- [TASK ITEM]
Repeat only the lines between the one with "matching the sky." and the end of the material below, both ends included. Omit any picture.

====================

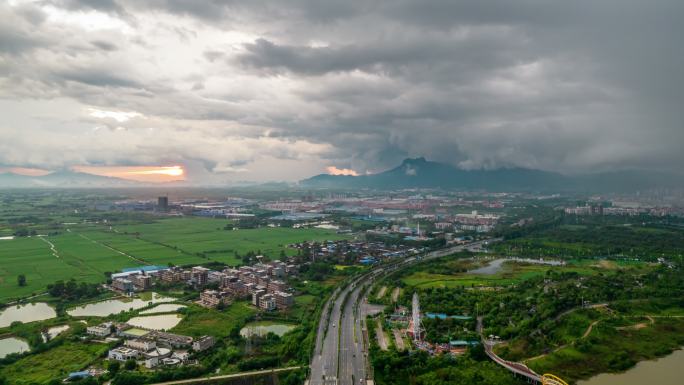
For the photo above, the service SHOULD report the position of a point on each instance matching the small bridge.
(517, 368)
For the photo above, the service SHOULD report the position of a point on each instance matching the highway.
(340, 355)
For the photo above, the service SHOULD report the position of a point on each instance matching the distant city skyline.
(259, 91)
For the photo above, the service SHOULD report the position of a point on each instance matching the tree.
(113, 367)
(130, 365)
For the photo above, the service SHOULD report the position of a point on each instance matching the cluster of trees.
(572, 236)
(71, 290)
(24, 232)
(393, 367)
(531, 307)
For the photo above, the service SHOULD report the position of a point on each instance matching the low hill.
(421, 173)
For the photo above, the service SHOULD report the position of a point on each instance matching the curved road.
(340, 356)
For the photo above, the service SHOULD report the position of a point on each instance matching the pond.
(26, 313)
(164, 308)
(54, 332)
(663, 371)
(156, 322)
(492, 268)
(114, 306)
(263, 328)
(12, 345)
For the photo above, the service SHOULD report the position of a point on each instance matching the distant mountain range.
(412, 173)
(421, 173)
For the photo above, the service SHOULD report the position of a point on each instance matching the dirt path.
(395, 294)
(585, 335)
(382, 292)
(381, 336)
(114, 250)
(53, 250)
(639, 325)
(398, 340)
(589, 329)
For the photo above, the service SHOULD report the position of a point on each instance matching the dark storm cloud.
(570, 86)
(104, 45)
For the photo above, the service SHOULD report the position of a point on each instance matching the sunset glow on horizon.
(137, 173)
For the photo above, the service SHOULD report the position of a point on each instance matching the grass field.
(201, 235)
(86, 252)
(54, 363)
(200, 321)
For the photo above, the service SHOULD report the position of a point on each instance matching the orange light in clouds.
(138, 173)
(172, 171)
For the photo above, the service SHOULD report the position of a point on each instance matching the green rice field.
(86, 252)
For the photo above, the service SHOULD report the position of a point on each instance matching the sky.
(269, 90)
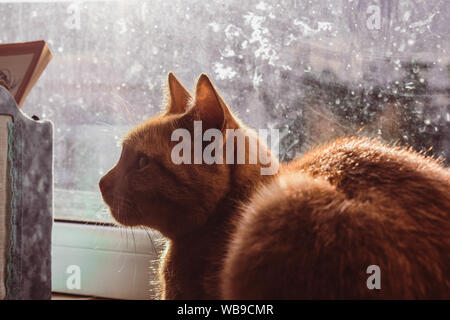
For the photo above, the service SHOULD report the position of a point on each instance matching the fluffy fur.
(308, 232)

====================

- [EXERCISE OUTPUT]
For the photo above, the service SHOULD report the position of a point on each instance matching the sky.
(269, 90)
For the photo above, the service SHOULD report the position of a point on each instance matching the fluffy fur.
(308, 232)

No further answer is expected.